TEXTO DE LEITURA:

Já o agente Smith volta a atividade insana de perseguição a Neo, a quem diz num diálogo rápido: “sempre estou a sua espera, senhor Anderson”, como se antecipasse as suas ações e fazendo aparecer simultaneamente na tela seus muitos eus, os quais se multiplicam no enfrentamento do seu antagonista sem sequências ajustadas pelo computador.
Neste interim, o Chaveiro aponta a porta que os levará para casa. Neo a abre e então tudo se ilumina, ele entra e encontra sentado numa poltrona cercada por telas de computadores ao Arquiteto (Helmut Bakaitin), o criador de Matrix. O homem tem ao seu redor milhares de telas com imagens de Neo, a quem explica os fundamentos de Matrix, destacando que a vida é um salto de uma programação virtual assimétrica: “ Matrix tem mais tempo que você imagina e hoje, já estamos na sexta versão, com as correções de anomalias sistêmicas”, o que indica o seu contínuo aprimoramento.
Neo acredita que a saída para o dilema está na escolha acertada e o arquiteto lhe explica que “você está aqui porque Zion será destruída e a função escolhida retornará á fonte”. Ele destaca ainda, que o novo projeto de Matrix em andamento será retomado com a seleção de 23 indivíduos sobreviventes, 16 mulheres e sete homens que serão utilizados para a reconstrução e repovoamento de Zion, mas em compensação, uma falha qualquer geraria a extinção da raça humana.
O arquiteto diz ainda que Neo/Anderson não estaria preparado para aceitar a morte das pessoas e lhe ensina que existem duas portas: uma que seria a de salvação de Zion e outra para Matrix, lembrando que a esperança é a essência da ilusão humana, mas sendo simultaneamente a causa da maior força e da maior fraqueza do homem como ser transitório e passageiro no mundo real e finito.

DADOS MOSTRADOS:
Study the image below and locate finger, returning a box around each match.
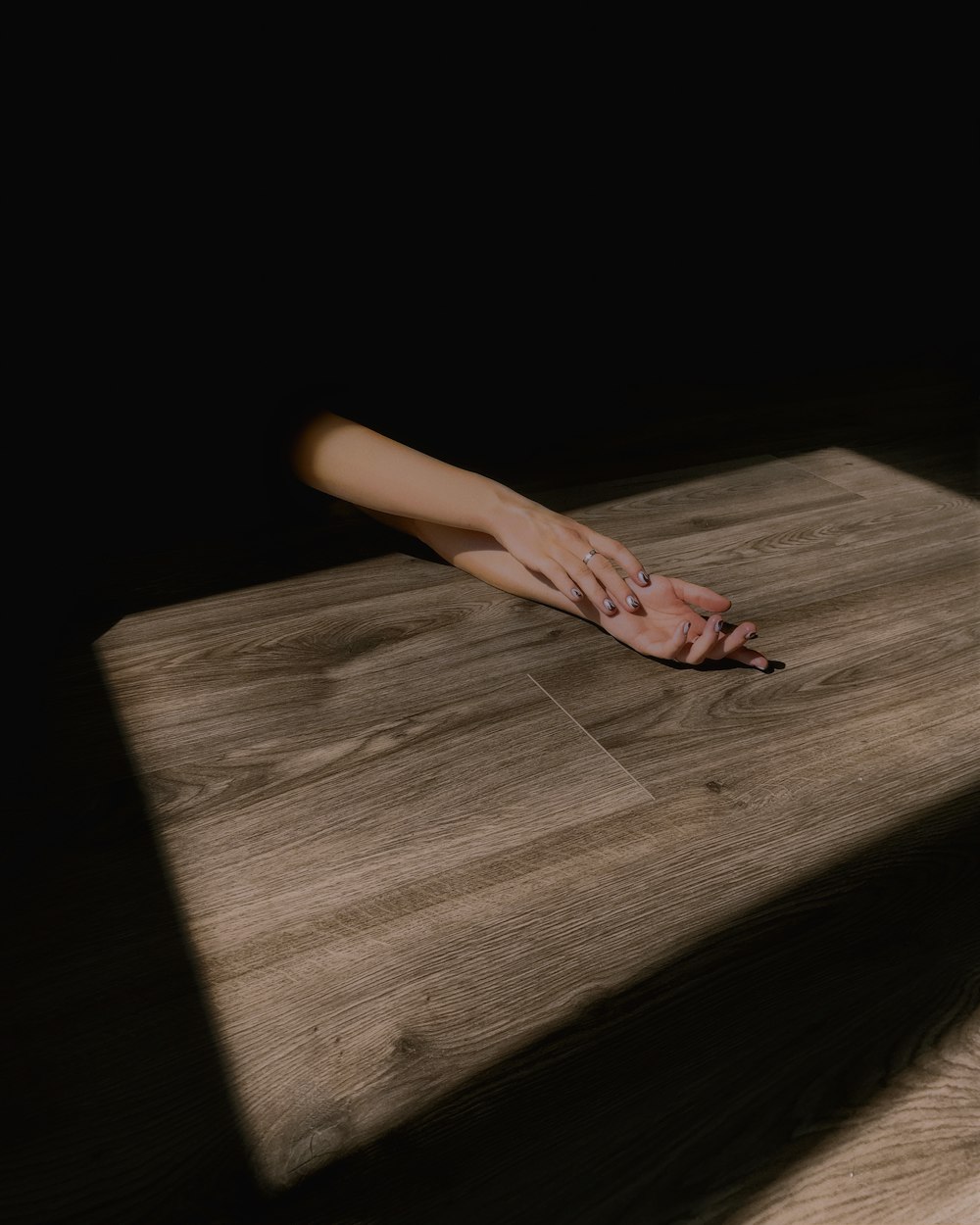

A TAREFA:
Reescreva o trecho do texto sobre Matrix que começa em "Neo acredita que" e termina em "da raça humana.", substituindo "Zion" por "Sião".

RESPOSTA ABAIXO:
Neo acredita que a saída para o dilema está na escolha acertada e o arquiteto lhe explica que “você está aqui porque Sião será destruída e a função escolhida retornará á fonte”. Ele destaca ainda, que o novo projeto de Matrix em andamento será retomado com a seleção de 23 indivíduos sobreviventes, 16 mulheres e sete homens que serão utilizados para a reconstrução e repovoamento de Sião, mas em compensação, uma falha qualquer geraria a extinção da raça humana.